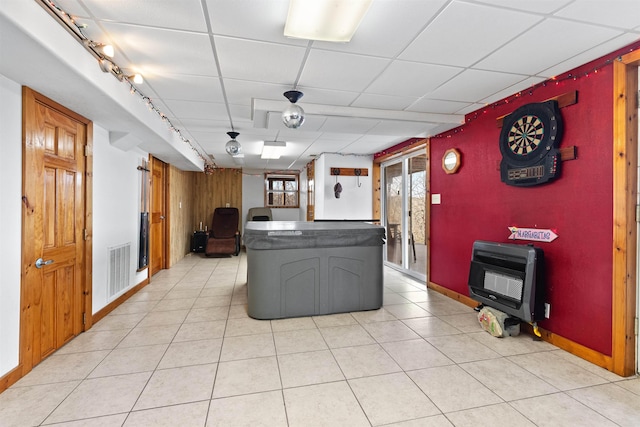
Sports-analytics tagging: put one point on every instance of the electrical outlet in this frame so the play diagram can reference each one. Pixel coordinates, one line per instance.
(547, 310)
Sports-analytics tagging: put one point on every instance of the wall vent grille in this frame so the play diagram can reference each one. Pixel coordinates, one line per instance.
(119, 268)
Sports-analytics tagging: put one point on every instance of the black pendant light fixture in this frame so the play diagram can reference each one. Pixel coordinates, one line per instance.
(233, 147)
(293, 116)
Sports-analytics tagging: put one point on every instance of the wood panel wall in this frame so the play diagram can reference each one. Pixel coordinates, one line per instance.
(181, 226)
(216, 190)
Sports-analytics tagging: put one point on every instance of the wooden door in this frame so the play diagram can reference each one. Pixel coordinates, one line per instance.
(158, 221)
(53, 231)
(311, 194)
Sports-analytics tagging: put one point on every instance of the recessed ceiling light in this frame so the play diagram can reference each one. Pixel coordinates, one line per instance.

···

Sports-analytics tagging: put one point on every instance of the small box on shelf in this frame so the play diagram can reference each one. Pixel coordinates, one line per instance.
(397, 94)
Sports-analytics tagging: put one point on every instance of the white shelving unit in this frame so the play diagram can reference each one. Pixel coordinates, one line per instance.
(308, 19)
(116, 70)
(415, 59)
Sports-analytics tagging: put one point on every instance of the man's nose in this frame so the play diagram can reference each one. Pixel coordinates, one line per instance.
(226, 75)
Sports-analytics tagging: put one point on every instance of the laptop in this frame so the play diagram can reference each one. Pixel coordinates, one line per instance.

···

Required task:
Render the material as a JSON list of strings, starting at the line that contains "of the electrical" and ending at the line that contains "of the recessed". Use one string per line and leave out blank lines.

Result of the exercise:
[
  "Sports-analytics tagging: put one point on every instance of the electrical outlet in this frame so the play diagram can reference each one. Pixel coordinates, one line per instance.",
  "(547, 310)",
  "Sports-analytics tagging: put one point on every instance of the wall vent grille in this frame so the play diagram can reference each one. Pixel coordinates, one line per instance.",
  "(119, 268)",
  "Sports-analytics tagging: put one point on every instance of the black pendant light fixture in this frame so the play diagram can reference each one. Pixel coordinates, one line per instance.",
  "(233, 147)",
  "(293, 116)",
  "Sports-analytics tagging: put one point on every instance of the wood panel wall in this frame so the play diagram can reference each one. Pixel coordinates, one line per instance.",
  "(181, 226)",
  "(216, 190)",
  "Sports-analytics tagging: put one point on every instance of the wooden door in this frame so the play diagram can reference each one. Pixel coordinates, one line per instance.",
  "(158, 221)",
  "(53, 231)",
  "(311, 194)",
  "Sports-analytics tagging: put one point on every instance of the recessed ceiling light in this frame so the play diagram can reference each one. Pixel coordinates, one line per instance."
]